## [Stated task]
Each line from the one that contains "of the group" to the end of the material must be quoted exactly; include both end lines and nothing else.

[Position annotation records]
★ ★ ★ ★ ★

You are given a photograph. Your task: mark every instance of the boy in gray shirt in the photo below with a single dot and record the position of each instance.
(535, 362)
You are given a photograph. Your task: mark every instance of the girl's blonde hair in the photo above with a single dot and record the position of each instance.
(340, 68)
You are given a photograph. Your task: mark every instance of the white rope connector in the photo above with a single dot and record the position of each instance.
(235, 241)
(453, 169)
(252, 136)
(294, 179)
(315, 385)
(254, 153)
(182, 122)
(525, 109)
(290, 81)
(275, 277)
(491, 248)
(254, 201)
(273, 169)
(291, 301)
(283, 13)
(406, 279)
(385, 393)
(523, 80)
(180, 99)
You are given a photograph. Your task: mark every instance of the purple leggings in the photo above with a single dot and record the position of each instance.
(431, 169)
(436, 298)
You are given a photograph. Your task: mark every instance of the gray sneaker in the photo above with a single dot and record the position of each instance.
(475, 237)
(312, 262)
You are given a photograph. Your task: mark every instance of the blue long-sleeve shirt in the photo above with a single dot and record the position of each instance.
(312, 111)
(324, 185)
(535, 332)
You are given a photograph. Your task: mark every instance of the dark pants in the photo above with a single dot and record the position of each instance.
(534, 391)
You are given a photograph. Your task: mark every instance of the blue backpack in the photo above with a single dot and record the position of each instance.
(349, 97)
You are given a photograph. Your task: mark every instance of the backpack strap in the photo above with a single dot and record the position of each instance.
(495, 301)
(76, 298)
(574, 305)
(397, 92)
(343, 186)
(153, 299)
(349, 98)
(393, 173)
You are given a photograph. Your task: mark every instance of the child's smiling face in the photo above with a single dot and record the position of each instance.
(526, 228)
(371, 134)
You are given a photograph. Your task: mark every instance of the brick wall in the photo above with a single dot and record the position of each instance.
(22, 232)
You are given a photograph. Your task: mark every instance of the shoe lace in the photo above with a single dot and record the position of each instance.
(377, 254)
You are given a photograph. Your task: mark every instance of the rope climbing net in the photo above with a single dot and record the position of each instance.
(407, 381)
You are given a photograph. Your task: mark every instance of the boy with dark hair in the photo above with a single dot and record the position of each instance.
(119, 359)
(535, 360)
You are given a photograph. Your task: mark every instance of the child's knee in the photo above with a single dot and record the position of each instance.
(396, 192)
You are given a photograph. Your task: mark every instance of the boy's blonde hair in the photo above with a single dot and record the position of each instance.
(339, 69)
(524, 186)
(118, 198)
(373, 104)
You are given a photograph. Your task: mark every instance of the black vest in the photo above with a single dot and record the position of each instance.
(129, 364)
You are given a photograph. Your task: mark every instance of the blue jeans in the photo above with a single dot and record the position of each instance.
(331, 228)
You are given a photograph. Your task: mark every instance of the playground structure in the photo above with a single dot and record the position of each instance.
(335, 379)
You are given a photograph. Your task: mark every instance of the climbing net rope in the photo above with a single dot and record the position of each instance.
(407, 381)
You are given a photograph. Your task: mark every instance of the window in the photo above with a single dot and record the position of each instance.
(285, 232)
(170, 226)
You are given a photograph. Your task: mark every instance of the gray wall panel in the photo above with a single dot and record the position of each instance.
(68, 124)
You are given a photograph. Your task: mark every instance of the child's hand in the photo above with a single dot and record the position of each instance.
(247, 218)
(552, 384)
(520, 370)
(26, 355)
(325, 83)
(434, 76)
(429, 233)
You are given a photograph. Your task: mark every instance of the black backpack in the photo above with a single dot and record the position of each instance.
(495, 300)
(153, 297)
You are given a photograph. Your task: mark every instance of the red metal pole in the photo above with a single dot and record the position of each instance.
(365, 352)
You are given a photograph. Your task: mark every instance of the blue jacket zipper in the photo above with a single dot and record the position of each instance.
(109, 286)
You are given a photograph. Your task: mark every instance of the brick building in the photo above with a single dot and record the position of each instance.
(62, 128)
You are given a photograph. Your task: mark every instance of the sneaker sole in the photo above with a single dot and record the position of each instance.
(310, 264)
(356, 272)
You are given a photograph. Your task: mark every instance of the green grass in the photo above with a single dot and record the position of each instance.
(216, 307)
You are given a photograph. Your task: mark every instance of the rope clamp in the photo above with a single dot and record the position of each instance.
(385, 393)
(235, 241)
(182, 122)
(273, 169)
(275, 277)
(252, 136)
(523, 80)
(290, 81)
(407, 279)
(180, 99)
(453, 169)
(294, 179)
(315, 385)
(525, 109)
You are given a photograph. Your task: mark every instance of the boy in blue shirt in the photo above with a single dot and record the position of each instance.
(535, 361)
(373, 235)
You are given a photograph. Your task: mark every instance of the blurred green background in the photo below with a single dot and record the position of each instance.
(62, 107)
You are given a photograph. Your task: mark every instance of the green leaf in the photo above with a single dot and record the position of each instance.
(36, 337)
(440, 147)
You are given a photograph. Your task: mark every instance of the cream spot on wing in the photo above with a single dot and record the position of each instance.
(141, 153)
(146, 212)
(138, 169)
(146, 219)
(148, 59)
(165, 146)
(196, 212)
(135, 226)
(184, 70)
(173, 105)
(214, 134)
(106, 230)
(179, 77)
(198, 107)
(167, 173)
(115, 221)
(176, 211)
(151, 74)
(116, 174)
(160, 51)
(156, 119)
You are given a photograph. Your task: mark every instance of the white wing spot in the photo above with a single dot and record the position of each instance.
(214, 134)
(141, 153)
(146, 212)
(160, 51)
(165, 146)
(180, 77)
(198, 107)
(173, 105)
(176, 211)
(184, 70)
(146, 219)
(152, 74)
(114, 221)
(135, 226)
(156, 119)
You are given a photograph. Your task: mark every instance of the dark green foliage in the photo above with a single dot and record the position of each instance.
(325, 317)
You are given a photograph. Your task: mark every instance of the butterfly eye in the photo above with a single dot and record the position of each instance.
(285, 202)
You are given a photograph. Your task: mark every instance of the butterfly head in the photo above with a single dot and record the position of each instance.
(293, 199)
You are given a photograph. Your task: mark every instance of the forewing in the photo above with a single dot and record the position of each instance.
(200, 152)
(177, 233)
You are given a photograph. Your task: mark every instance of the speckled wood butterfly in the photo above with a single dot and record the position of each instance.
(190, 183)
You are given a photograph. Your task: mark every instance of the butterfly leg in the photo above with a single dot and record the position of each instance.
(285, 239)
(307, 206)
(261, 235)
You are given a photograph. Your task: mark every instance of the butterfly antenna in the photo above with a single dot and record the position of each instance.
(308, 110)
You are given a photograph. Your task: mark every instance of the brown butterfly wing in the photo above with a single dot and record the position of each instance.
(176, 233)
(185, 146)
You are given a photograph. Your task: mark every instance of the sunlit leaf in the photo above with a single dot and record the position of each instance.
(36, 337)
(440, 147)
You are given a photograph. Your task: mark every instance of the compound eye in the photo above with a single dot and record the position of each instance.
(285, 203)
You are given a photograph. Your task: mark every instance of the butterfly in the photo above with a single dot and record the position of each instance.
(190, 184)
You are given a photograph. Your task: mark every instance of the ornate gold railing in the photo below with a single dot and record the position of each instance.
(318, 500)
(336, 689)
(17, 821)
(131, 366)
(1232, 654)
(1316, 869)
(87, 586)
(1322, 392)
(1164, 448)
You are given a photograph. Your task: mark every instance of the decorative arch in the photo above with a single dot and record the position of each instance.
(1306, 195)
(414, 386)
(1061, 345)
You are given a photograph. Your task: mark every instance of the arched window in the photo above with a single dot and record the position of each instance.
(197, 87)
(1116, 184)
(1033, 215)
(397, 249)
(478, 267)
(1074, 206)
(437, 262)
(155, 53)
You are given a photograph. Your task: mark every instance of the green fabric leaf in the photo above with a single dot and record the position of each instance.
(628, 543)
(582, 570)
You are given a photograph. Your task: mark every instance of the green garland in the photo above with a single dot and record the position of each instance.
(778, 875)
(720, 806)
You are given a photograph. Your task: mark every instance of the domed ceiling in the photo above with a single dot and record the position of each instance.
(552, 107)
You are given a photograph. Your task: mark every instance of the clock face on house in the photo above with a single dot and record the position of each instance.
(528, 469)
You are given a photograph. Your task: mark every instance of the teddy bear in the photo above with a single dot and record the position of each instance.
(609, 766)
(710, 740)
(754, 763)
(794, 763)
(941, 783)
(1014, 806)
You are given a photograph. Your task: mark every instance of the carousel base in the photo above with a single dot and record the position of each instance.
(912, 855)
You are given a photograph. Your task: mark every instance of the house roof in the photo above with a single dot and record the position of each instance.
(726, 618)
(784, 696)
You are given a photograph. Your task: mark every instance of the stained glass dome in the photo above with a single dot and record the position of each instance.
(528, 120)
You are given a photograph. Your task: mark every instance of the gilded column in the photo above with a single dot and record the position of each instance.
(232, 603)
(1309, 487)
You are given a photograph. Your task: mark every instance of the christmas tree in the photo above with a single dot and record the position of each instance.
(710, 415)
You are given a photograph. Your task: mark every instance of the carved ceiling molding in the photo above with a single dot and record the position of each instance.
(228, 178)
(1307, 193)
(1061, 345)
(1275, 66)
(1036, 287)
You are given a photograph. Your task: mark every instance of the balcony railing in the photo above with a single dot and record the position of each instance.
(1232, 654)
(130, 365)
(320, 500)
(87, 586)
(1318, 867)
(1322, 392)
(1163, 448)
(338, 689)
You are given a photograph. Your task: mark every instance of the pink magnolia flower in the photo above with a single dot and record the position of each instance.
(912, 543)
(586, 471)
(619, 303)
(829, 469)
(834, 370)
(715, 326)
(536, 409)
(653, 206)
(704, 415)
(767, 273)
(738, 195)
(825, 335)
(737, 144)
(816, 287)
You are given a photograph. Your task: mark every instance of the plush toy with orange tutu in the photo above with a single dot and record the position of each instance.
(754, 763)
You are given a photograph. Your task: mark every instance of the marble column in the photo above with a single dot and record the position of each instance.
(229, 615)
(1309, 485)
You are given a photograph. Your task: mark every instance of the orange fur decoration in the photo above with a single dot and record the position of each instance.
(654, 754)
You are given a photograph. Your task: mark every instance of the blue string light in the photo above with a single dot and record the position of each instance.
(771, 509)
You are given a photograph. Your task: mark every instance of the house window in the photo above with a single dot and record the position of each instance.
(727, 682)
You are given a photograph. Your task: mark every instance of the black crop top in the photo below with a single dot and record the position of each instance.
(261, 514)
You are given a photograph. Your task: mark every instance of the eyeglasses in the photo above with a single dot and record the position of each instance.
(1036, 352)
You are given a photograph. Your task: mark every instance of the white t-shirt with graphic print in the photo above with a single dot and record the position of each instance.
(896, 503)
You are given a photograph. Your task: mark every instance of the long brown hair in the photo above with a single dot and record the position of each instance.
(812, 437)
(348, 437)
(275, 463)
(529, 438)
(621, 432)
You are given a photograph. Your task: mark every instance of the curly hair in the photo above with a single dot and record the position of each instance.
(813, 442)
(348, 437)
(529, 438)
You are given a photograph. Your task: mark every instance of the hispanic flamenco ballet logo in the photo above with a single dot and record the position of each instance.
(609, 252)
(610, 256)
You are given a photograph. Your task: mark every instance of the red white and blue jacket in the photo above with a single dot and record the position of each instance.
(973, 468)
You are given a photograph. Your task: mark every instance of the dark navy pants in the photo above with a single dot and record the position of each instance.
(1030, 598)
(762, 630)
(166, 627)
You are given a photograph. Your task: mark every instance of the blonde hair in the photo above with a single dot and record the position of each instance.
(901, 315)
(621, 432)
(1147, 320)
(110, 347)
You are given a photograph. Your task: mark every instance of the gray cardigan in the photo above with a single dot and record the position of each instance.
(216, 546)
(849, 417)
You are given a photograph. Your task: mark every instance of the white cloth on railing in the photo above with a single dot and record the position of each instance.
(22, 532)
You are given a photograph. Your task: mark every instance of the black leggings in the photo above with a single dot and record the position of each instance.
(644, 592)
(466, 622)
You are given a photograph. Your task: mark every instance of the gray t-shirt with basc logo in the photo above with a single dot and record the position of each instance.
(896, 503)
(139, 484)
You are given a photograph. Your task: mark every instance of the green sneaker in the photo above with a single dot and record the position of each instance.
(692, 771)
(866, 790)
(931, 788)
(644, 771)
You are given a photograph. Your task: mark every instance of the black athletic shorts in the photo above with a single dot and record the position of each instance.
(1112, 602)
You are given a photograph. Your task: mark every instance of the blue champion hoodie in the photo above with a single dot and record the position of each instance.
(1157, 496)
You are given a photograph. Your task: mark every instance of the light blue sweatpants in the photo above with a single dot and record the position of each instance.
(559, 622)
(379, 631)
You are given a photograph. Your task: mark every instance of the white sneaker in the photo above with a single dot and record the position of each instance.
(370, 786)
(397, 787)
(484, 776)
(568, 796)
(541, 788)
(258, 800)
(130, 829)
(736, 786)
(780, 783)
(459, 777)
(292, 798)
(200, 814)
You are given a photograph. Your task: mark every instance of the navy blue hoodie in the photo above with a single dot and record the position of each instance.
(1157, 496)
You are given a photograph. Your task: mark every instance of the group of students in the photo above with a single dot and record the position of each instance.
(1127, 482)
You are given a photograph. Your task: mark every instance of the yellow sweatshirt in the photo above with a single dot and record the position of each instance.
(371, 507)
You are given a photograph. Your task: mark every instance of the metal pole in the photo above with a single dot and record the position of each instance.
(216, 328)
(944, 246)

★ ★ ★ ★ ★

## [Output for this exercise]
You are given a photograph. Your task: mark every instance of the group of students in the photo above with a single dot and record the position of each instance.
(1127, 482)
You are given a photograph. Your task: mark every instance of the yellow sweatshirt in the photo above with a single dot and record the position of each instance.
(371, 507)
You are given a photograph. Your task: mark every instance of the metal pole in the photo above with a single dot and record the position of each instance.
(216, 328)
(944, 246)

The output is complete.